§ Materials provided

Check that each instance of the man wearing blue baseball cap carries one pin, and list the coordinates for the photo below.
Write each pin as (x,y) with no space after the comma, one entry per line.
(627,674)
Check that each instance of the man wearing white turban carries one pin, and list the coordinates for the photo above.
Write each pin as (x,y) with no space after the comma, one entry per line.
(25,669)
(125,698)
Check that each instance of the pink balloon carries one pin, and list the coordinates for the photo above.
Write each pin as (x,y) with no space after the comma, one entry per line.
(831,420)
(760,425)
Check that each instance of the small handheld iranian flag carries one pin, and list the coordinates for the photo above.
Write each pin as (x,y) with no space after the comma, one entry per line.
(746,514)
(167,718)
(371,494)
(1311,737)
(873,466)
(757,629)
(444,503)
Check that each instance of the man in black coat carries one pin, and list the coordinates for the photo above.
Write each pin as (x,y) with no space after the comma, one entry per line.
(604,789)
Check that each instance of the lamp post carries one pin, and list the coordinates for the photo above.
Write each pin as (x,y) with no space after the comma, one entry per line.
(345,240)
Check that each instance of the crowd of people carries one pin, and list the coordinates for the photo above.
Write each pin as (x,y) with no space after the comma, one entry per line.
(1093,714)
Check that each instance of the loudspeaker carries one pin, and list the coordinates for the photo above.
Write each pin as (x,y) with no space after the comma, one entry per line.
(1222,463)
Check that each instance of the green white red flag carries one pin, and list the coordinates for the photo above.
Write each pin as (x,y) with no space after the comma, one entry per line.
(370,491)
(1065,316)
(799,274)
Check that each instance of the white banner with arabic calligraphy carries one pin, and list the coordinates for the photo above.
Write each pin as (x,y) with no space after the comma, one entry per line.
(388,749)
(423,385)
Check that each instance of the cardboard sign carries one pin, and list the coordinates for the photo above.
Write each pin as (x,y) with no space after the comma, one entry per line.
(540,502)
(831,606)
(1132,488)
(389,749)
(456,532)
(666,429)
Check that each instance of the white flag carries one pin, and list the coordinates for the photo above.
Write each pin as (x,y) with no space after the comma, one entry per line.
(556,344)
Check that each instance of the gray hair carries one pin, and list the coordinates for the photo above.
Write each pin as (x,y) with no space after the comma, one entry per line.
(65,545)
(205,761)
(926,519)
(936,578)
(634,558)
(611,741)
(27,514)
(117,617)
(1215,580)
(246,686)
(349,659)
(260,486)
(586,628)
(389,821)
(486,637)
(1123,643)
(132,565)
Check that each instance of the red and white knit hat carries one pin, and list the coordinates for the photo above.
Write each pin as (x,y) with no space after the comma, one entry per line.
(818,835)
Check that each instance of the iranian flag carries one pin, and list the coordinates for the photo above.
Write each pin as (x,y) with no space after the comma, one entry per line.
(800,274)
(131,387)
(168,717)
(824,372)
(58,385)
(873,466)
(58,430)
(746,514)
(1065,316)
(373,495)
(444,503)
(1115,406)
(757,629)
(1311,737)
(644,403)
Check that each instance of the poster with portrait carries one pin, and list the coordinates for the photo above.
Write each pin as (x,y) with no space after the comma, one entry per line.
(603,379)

§ Stated exercise
Return all of the entries exactly as they were supplied.

§ Answer below
Check that each instance of the man wearing blue baseball cap carries one pin, and list the coordinates for the photo below.
Write each pin as (x,y) with no space after the comma, one entry per line.
(627,674)
Check that each instance of the man wearing white turban carries one pin, and list the coordinates for the photo above.
Write each pin as (x,y) with no space after the comma, one entry per line.
(25,669)
(125,698)
Check that each instance of the pink balloon carries one pin, and list the coordinates for the photo above.
Write each pin as (x,y) with no space after the comma, one entry per line.
(831,420)
(760,425)
Check that each instance of the small handheld iranian flag carries one pin, and list the coordinates for the photo above.
Write each pin as (x,y) with no space after the comma, one entry per line.
(746,514)
(167,718)
(371,494)
(1311,737)
(873,466)
(757,629)
(444,503)
Check that each instance of the man in black coat carries one pin, and list the coordinates for the photo above.
Write each pin as (x,y) with no space after the comma, one entry per line.
(604,789)
Check that each instance of the lamp post carries one pin, and list the coordinates for the photo above.
Write each pin as (x,y) with no space after the comma, one entry per line.
(345,240)
Check that each instance of the crowd of people carries one pin, and list the coordinates for the photo above.
Write each pin as (x,y) with no space after the comma, one entry per line.
(1093,714)
Check that each instance of the loudspeaker carries one pin, and list the coordinates for the photo above.
Write each pin as (x,y) with no space after the comma, one entry per line.
(1222,463)
Check that each instance of the green white red flag carries one pin, and list the coordinates for the photo above.
Write each pin as (x,y) with no space after the comma, one entry per line.
(370,491)
(1065,316)
(799,274)
Check that each instance of the white banner with arabic calligraphy carries one pin, and list the coordinates for the photo above.
Write each pin as (x,y) with no space after the comma, one entry per line.
(388,749)
(423,385)
Check that each instance of the cardboard sign carries one pin, and list the coordinates for the photo above.
Write each pin as (x,y) with no space after the comma, one entry per line.
(540,502)
(831,606)
(1132,488)
(389,749)
(456,532)
(666,429)
Check that each instance of the white flag carries one pin, and list the coordinates for the photo above.
Write each pin as (x,y) with no space after the comma, one entry per line.
(556,344)
Check that each instance of the gray hair carries one pin, and list the coordinates for the photo above.
Write each pin as (x,y) with no space after the comma, one entry per line.
(65,545)
(205,761)
(926,519)
(936,578)
(634,558)
(611,741)
(27,514)
(117,617)
(1215,580)
(246,686)
(349,659)
(260,486)
(586,628)
(389,821)
(486,637)
(1123,643)
(132,565)
Check that each instance of the red and white knit hat carries one pin, and list the coordinates for the photo above.
Write each pin as (x,y) with no space after the comma, one entry per line.
(818,835)
Check that each instance of the iranian flag carries one pin, and list the coordinates for the photo above.
Write each pin as (x,y) with no space after the comma, one entry per line.
(800,274)
(131,387)
(168,717)
(824,372)
(58,385)
(873,466)
(58,430)
(746,514)
(1065,316)
(373,495)
(444,503)
(1115,406)
(757,629)
(1311,737)
(644,403)
Check that each instance of the poster with portrait carries one pin, and list the coordinates for the photo above.
Write each pin as (x,y) with no space after the comma, one entry per line.
(603,379)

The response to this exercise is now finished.